Given instruction A:
Please update the part of the records that opens with the line containing "Wildlife-tally request: put a marker on the white blossom" and runs to the end of the records, replacing "put a marker on" with "place a pin on" each time it appears and leaving everything else unchanged. Return only those lines.

------------------------------

On identifying with not identifying, with Phillip Lopate (plus, the Who)
In "'Howl' and Me," a terrific essay published in 2006 (gathered in Portrait Inside My Head) about his complicated attitudes toward Allen Ginsberg's epic poem, Lopate describes a feeling that I've often had myself: the deep reluctance to label oneself a member of "a generation." He wrote, "'Howl' proffered one more temptation which I resisted mightily, and which was contained in the words 'my generation'," adding, "This may not be the proper occasion to explore what lies behind my distrust of that (to my mind) smug, self-mythologizing notion. Oh, what the hell."
To quote Ben Hecht: "It is, as I have long suspected, very difficult for a writer to write about anybody but himself." Certainly true for me. In any case, I find the words "my generation" presumptuous; I don’t feel it's my right to generalize for all those who happened to be born during the same decade as myself. Or perhaps it isn't humility but vanity that won't allow me to speak of myself in any but idiosyncratic terms, resisting sociological categories that would place me in a collective epoch.

------------------------------

Given instruction B:
Write out, word for word, the part of the Lopate piece that opens with the words containing "To quote Ben" and closes with "a collective epoch.".

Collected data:

------------------------------

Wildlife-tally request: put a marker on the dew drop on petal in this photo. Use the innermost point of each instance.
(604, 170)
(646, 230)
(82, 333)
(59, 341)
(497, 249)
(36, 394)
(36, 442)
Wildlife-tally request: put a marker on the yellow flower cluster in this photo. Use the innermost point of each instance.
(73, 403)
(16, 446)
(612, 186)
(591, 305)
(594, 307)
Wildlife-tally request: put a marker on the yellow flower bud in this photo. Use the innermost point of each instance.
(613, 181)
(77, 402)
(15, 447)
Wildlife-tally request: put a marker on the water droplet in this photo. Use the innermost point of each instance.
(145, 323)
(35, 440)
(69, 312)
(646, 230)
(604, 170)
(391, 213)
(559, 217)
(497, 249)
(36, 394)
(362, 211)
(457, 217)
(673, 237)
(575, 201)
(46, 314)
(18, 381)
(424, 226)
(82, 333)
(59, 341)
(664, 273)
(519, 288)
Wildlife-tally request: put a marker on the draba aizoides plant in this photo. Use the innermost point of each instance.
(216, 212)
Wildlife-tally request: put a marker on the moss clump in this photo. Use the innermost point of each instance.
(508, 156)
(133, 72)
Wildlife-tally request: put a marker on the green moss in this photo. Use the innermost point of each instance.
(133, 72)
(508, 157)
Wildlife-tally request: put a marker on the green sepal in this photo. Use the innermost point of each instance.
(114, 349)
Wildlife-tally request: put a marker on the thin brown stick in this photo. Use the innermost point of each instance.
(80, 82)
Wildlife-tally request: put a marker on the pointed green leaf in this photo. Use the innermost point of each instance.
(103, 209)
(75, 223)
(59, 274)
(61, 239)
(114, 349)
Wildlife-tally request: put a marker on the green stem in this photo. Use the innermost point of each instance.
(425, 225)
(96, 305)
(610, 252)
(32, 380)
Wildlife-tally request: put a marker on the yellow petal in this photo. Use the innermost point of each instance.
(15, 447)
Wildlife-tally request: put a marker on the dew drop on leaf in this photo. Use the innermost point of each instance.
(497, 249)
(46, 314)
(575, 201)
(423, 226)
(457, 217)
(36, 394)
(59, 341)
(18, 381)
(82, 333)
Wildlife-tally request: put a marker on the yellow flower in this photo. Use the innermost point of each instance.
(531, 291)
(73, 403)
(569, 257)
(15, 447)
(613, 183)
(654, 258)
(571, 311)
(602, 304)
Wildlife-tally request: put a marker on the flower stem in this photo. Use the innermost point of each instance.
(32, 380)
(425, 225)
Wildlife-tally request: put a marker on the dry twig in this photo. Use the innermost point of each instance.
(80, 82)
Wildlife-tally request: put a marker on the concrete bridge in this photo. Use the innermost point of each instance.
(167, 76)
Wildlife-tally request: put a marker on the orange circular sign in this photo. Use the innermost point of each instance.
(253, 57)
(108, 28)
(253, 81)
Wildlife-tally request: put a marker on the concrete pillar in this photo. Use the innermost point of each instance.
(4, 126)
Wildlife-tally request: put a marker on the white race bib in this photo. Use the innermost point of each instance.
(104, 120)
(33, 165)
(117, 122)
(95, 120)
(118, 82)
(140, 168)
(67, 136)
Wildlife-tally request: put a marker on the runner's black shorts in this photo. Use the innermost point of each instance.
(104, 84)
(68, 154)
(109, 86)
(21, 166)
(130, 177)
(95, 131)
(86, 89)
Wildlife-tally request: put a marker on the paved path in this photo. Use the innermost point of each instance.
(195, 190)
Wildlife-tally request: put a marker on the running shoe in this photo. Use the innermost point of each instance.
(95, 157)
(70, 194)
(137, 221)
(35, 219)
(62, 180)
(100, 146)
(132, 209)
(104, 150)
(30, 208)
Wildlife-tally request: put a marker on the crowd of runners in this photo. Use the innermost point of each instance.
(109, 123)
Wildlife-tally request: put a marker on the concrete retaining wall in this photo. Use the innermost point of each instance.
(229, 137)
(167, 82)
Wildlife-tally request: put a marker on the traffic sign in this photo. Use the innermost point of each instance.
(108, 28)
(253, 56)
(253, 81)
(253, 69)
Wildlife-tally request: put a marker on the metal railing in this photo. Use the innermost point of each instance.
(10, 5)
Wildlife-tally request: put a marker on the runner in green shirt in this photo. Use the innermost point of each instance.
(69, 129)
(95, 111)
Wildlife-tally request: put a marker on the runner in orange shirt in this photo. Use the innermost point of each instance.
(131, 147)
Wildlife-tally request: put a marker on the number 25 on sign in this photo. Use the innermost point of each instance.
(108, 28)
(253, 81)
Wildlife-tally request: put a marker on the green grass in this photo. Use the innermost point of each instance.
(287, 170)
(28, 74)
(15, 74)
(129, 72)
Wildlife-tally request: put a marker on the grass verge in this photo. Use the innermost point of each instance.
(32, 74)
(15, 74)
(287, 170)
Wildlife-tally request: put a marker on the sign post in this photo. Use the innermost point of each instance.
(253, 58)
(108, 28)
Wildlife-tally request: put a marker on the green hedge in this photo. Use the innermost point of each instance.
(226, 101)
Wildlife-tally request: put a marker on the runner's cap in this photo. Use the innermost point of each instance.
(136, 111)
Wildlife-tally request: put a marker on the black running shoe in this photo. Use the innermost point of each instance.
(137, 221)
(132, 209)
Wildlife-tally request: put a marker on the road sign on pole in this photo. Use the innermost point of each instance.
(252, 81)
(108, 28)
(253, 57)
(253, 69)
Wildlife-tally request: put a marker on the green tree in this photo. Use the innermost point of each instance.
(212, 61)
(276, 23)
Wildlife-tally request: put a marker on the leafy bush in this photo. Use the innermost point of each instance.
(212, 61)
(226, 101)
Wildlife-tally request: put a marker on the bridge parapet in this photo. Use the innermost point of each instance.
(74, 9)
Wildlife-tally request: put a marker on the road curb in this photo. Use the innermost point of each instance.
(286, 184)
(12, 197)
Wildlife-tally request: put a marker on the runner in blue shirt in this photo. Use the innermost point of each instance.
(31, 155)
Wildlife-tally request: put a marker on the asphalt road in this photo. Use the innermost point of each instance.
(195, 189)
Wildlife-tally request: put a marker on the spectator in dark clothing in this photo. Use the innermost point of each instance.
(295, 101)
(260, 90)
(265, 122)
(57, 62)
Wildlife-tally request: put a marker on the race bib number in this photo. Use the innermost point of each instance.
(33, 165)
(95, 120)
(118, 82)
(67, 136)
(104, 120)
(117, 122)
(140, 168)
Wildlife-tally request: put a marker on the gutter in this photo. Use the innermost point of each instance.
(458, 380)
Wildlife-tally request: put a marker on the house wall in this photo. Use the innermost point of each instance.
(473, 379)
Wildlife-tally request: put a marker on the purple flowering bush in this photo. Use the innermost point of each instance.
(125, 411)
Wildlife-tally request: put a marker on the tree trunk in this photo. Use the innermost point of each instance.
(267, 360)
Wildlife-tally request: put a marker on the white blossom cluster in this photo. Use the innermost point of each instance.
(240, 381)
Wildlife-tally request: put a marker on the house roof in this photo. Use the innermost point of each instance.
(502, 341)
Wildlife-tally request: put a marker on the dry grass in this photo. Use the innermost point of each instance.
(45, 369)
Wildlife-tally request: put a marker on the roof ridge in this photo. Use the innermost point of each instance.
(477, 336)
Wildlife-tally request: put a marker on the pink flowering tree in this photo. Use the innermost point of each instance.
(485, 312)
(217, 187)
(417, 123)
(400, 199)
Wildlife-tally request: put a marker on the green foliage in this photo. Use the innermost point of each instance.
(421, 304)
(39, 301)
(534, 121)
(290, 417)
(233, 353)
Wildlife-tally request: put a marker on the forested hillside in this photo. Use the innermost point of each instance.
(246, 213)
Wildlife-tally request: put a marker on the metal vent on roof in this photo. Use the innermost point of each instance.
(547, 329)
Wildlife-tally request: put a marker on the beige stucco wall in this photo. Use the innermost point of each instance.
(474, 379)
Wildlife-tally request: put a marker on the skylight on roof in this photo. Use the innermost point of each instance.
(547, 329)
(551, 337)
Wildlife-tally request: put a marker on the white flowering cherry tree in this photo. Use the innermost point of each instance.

------------------------------

Correct result A:
Wildlife-tally request: place a pin on the white blossom cluster in this photo. Use the innermost point of each instance.
(240, 381)
Wildlife-tally request: place a pin on the house roof in this photo. Use the innermost point of each instance.
(502, 341)
Wildlife-tally request: place a pin on the dry grass in this photo. Use the innermost point of each instance.
(45, 369)
Wildlife-tally request: place a pin on the roof ridge in this photo. Use the innermost point of each instance.
(477, 336)
Wildlife-tally request: place a pin on the pink flowering tree in this photo. Use the innermost point of each instance.
(485, 312)
(217, 187)
(417, 123)
(400, 199)
Wildlife-tally request: place a pin on the green foliage in this photo. Use the innermost point of each instance.
(421, 304)
(39, 301)
(534, 121)
(290, 417)
(233, 353)
Wildlife-tally request: place a pin on the forested hillside in this photo. Use the innermost point of each instance.
(246, 213)
Wildlife-tally request: place a pin on the metal vent on roof in this photo. Use the innermost point of each instance.
(547, 329)
Wildlife-tally request: place a pin on the beige stucco wall in this photo. Use the innermost point of each instance.
(474, 379)
Wildlife-tally request: place a pin on the skylight on roof in this photo. Use the innermost point of each instance.
(547, 329)
(551, 337)
Wildlife-tally request: place a pin on the white flowering cherry tree in this photo. Use the innermost point of each instance.

Correct result B:
To quote Ben Hecht: "It is, as I have long suspected, very difficult for a writer to write about anybody but himself." Certainly true for me. In any case, I find the words "my generation" presumptuous; I don’t feel it's my right to generalize for all those who happened to be born during the same decade as myself. Or perhaps it isn't humility but vanity that won't allow me to speak of myself in any but idiosyncratic terms, resisting sociological categories that would place me in a collective epoch.